BRIEF:
Without the pictures, give the entries below again exactly as written.

EXERCISE INPUTS:
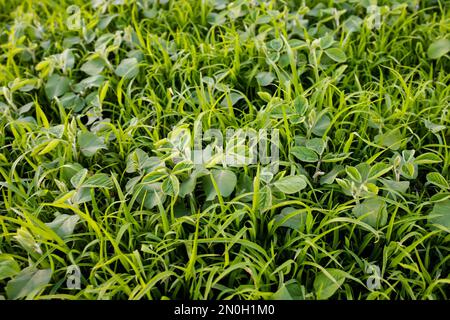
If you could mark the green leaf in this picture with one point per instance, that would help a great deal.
(264, 198)
(391, 139)
(373, 212)
(8, 267)
(304, 154)
(434, 128)
(275, 44)
(78, 178)
(216, 19)
(56, 86)
(188, 186)
(326, 284)
(28, 283)
(128, 68)
(171, 185)
(90, 143)
(139, 161)
(26, 239)
(438, 180)
(438, 48)
(291, 184)
(226, 181)
(331, 176)
(427, 158)
(316, 144)
(151, 195)
(353, 173)
(93, 67)
(98, 180)
(336, 54)
(321, 125)
(265, 96)
(292, 218)
(64, 224)
(291, 290)
(264, 78)
(440, 214)
(82, 195)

WRITTEN SOLUTION:
If you could mark the green leaf in this picture with one point per instance, that would help a great deal.
(264, 198)
(391, 139)
(373, 212)
(8, 267)
(304, 154)
(434, 128)
(275, 44)
(78, 178)
(216, 19)
(56, 86)
(188, 186)
(326, 284)
(28, 283)
(128, 68)
(171, 185)
(90, 143)
(139, 161)
(26, 239)
(438, 180)
(438, 48)
(291, 184)
(226, 181)
(331, 176)
(427, 158)
(316, 144)
(151, 195)
(353, 173)
(93, 67)
(98, 180)
(336, 54)
(321, 125)
(265, 96)
(292, 218)
(64, 224)
(291, 290)
(264, 78)
(440, 214)
(82, 195)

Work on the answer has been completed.